Document extract:

━━━━━━━━━━━━━━━━━━━━━━━━━━━━━━

Practically, this means that our women's ministry doesn't just stand off here as something isolated and on its own. It is one part of the church's total discipleship ministry, and it functions under the oversight of the male leadership of the church so that all the ministries are coordinated, that there's theological consistency all the way through, and that we are discipling God's people.

Compassion—woman's helper design equips us to tend and to befriend. And I have to tell you, I can go into a church and not be there very long before I know if there is a vibrant women's ministry. Pretty soon you can see whether there's this deep sense of community and compassion, where there's a sense of family, a sense of home. And that will say to me that women are doing what we've been designed to do, the things that really make us feel like a family, when the women's ministry is taking food to those who are sick, when the women's ministry is equipping other women to understand the value of those kinds of ministries.

And then community—are our women's Bible studies just informational? And I will never minimize the importance of information, but we've got to be sure that we're also teaching women how to have relationships with one another.

One young woman who had been a part of our women's ministry moved to another community, and she was in a wonderful church. But she said that she went to the women's Bible study, and that when they got there, they were given a sheet of paper with some questions on it, and then they were told that following the lecture, they would divide into small groups and discuss these questions, and they were not allowed to talk about anything else except those questions. They could not bring personal issues into the discussion—nothing else.

And she said to me, "I went there so lonely. I went there feeling so displaced, longing to have some Christian women pray for me, and I was not even given the opportunity to find out the name of the woman who was sitting next to me."

I don't think that's what God's called us to do in women's ministry. Our ministries need to be building that deep sense of community. And we've got to be very intentional, as the women's leaders. That's not just going to automatically happen anymore. We don't live in family systems like we used to. We don't know how to do relationships. So we need to be sure that we're helping that happen.

One of the things we suggest in the notebook, and we do it in our own women's ministry, is our Bible study committee, the women who plan for our Bible study, one of the chairmen on that committee is responsible for community building. And each week when we meet, there is a community-building activity. We spend time helping women to connect.

One of the ways we do this is with Box Talks. Do any of you know or have you done Box Talks? Raise your hand. A lot of you have come up and told me that you do them now. I'm just going to give a very, very quick demonstration.

If I was doing a Box Talk in my church, my box, or my container, would be my beach bag because I absolutely love the beach. I grew up on the beach in Myrtle Beach, South Carolina. We go back every summer for vacation, all of our family. We are beach people. We love the beach.

And then I would start pulling things out to tell you a bit about myself. I would tell you that I absolutely love God's Word, and I grew up in the church, but I did not become a Christian until I was twenty-two. And God has given me a passion for His Word. I'm a pastor's wife, and I thank Him every day that He has enabled me to study His Word and to actually teach His Word to people.

And I don't have the other items because I flew here and I did not have room for them, but I would bring out a couple of pictures of our family and tell you that we have three children and twelve grandchildren, and I'd tell you just a little bit about them.

━━━━━━━━━━━━━━━━━━━━━━━━━━━━━━

(Rows from a box-labeling dataset)

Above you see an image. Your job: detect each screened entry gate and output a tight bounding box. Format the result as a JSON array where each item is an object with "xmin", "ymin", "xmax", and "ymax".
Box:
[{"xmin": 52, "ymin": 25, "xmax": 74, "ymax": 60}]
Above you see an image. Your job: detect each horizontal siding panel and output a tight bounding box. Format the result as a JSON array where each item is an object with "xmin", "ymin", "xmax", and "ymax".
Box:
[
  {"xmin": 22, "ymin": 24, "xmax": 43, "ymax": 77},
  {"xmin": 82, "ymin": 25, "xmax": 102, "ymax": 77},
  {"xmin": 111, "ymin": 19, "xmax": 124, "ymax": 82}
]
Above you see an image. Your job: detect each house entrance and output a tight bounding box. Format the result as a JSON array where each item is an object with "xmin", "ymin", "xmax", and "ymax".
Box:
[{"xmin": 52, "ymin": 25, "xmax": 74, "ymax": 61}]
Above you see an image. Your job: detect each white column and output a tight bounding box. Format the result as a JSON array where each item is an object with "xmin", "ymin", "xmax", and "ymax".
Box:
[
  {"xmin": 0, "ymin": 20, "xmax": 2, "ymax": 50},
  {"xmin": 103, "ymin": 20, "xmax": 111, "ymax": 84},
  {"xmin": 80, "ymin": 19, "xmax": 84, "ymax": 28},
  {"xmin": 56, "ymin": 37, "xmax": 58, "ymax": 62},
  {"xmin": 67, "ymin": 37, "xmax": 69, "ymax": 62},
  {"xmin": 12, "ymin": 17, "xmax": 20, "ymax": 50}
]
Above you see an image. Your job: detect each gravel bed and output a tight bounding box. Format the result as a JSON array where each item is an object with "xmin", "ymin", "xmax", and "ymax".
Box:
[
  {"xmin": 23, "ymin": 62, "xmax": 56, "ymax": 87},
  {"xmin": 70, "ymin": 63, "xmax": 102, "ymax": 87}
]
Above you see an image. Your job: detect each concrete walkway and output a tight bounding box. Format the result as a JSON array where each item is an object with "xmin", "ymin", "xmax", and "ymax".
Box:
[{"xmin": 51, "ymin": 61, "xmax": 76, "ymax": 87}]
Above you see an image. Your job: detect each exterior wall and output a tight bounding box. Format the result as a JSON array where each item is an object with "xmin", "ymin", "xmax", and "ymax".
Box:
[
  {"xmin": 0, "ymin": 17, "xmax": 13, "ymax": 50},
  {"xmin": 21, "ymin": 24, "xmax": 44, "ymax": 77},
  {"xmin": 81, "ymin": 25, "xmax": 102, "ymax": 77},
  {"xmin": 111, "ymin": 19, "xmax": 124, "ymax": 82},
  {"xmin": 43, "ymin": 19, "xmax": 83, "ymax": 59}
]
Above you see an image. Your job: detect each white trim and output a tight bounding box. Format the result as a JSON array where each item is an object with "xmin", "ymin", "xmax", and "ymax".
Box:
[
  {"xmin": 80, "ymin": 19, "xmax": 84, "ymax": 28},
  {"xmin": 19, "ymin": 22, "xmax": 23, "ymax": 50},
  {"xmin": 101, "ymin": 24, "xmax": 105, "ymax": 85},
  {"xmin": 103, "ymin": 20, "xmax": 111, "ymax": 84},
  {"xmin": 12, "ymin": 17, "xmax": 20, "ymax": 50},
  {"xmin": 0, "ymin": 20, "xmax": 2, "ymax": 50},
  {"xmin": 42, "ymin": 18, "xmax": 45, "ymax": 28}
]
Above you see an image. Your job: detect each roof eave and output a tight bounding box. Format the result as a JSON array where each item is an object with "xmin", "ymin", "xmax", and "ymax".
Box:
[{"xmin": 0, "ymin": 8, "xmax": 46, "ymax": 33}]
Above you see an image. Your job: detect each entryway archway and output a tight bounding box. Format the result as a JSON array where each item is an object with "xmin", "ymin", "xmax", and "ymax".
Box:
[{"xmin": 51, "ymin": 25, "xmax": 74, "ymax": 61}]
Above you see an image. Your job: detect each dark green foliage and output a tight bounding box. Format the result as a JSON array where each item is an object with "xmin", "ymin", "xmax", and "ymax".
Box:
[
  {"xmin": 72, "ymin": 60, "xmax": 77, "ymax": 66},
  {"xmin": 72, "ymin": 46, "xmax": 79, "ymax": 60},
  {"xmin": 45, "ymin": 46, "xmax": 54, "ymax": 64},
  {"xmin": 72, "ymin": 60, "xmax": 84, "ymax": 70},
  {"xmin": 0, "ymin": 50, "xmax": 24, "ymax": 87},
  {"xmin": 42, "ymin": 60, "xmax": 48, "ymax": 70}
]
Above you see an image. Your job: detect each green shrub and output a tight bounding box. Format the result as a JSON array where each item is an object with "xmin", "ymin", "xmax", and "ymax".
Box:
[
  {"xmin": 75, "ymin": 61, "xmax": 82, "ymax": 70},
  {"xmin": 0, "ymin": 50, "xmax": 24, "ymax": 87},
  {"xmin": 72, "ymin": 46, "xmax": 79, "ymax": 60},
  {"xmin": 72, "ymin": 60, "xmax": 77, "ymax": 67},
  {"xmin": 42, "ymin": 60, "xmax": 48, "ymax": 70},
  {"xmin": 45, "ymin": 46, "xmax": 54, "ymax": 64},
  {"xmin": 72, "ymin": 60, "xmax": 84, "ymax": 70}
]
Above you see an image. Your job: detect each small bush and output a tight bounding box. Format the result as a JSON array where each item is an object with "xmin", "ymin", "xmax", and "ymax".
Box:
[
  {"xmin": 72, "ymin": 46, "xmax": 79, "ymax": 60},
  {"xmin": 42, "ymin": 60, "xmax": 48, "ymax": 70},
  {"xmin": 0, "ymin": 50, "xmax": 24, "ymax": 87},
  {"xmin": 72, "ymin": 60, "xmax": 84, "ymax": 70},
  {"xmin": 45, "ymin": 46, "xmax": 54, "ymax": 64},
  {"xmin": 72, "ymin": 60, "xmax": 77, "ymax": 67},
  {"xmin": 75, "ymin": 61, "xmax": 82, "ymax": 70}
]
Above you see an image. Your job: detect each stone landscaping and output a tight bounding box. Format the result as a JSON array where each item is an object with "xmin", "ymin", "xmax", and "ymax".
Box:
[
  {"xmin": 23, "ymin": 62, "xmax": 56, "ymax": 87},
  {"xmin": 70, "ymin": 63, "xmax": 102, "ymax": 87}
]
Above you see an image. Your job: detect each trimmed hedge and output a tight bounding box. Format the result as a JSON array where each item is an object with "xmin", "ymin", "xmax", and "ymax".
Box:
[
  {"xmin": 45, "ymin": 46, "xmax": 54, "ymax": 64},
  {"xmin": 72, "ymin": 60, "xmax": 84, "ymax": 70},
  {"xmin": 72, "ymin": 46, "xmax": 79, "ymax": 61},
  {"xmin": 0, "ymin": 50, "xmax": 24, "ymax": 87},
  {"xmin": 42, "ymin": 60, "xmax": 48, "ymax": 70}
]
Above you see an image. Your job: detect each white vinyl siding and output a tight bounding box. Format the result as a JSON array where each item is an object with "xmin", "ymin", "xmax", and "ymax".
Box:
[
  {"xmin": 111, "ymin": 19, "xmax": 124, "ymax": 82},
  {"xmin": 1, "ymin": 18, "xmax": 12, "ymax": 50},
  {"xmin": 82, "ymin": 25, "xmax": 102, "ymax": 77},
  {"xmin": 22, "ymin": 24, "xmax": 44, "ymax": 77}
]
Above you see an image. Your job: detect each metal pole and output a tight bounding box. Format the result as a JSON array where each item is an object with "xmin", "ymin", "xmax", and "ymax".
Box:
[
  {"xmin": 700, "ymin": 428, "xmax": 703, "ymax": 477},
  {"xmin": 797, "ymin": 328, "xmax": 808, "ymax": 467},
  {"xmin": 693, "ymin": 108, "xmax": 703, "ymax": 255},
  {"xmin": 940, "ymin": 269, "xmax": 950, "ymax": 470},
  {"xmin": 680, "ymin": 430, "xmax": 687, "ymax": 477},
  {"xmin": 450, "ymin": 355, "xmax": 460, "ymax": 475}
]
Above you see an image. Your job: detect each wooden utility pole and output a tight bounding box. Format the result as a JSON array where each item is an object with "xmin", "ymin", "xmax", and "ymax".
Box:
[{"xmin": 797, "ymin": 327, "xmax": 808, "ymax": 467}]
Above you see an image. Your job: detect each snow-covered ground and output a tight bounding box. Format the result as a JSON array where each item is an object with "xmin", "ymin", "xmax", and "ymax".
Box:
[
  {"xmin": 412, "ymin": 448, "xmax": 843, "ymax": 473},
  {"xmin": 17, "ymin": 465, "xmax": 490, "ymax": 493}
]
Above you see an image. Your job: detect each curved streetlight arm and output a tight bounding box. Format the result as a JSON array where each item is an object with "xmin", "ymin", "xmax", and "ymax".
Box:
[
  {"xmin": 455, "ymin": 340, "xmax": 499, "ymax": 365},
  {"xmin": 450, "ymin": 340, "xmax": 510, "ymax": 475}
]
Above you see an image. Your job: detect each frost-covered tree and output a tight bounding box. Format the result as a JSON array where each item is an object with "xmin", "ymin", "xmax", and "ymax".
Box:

━━━━━━━━━━━━━━━━━━━━━━━━━━━━━━

Written request 1: Duplicate the part of the women's ministry talk starting with "I don't think" and going on through "helping that happen.".
Written request 2: Based on the women's ministry talk, does each statement agree with it? Answer yes or no for each, quoting the words that decide it. (a) The speaker became a Christian at age twenty-two. (b) At the young woman's new church, the small groups were allowed to discuss personal issues. (c) The speaker grew up in Myrtle Beach, South Carolina.
Written request 3: Extend the women's ministry talk with the next part, picking up after its final sentence.

Exercise answer 1:
I don't think that's what God's called us to do in women's ministry. Our ministries need to be building that deep sense of community. And we've got to be very intentional, as the women's leaders. That's not just going to automatically happen anymore. We don't live in family systems like we used to. We don't know how to do relationships. So we need to be sure that we're helping that happen.

Exercise answer 2:
(a) Yes: "I did not become a Christian until I was twenty-two."
(b) No: "They could not bring personal issues into the discussion—nothing else."
(c) Yes: "I grew up on the beach in Myrtle Beach, South Carolina."

Exercise answer 3:
And then I would pull out my hoodie, my South Carolina Gamecock hoodie, and tell you that our family is crazy about SEC football. And on any Saturday you can find us, wherever we are, different ones are gathered around a TV because our grandchildren now, three of them, are in Auburn. Now that does present a bit of a problem, because my husband is a graduate of the University of Georgia. And so usually we're okay. But then there are a right many Saturdays when we're playing each other, and the grandchildren kept asking me, "Well, Me-Mommy, who are you going to be cheering for?" I mean, what's a grandmother supposed to say? "My own team" or "my husband's team"? I know what they want, so I've resolved the dilemma. This is what I do—I cheer for whoever has the ball. Yeah!

Now don't you know me just a little bit better than you did two minutes ago? Some of you may even come up and say, "I love SEC football, too." That's just the way it is."

And that's what happens with these Box Talks. One of my favorite stories is the young woman who did a Box Talk in our church, and she pulled out a quilt square. And she said, "Since I was a little girl, I had been fascinated with quilting, and some day I'm going to learn how to quilt."

Well, I was looking and saw an eighty-something-year-old woman there who was very quiet and timid, but she just began glowing. And as soon as that Box Talk was over, she rushed up to this young woman, and she said, "I'm a quilter. Would you go to our quilting circle with me next week?"

This young woman began going with her—I could go on and on telling you about the relationship that developed there. So that's the kind of thing that can happen when women connect. But be intentional. And we give you lots of ideas for that in the notebook.

And then the fourth principle is being gender specific. And, of course, Titus 2 calls us to that. And that is so essential. Our Bible studies and our ministry to women is not just to be having a separate time for women, but this is the time when the church is to see to it that women are being taught the principles of womanhood.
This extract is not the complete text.